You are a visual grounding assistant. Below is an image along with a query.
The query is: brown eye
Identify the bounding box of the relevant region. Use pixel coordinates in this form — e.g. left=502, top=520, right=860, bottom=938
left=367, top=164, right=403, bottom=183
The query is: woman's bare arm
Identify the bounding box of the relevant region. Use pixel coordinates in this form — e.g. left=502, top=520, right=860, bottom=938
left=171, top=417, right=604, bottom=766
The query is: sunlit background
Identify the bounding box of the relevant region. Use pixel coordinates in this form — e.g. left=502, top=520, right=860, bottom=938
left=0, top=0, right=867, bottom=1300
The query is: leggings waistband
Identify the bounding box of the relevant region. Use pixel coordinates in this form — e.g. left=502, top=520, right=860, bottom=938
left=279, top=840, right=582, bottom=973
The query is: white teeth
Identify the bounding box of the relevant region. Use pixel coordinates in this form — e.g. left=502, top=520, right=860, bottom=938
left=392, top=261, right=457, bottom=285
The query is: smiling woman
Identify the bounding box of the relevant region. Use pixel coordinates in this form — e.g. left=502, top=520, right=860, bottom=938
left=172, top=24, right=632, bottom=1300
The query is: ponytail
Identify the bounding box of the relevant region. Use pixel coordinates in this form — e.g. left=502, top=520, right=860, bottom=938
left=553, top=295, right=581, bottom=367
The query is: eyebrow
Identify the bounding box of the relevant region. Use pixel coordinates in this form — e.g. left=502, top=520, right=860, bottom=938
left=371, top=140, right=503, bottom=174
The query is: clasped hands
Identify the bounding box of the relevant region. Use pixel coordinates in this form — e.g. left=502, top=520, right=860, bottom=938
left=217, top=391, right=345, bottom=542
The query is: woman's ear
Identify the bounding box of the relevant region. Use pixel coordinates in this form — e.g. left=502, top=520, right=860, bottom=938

◆ **Task**: Shift the material from the line with "The query is: sunlit background" up to and including the line with "left=279, top=840, right=582, bottom=973" by writing all of those lines out again, with 120 added to every box coordinate in the answers. Keep every other line and number unchanged.

◆ **Solution to the exercise**:
The query is: sunlit background
Identify the bounding box of the relevant region. Use pixel coordinates in this form — e.g. left=502, top=520, right=860, bottom=938
left=120, top=120, right=987, bottom=1420
The query is: leggings waistband
Identify the bounding box of the relevant region. Use pixel coordinates in this form — e.g. left=502, top=520, right=860, bottom=938
left=399, top=960, right=702, bottom=1093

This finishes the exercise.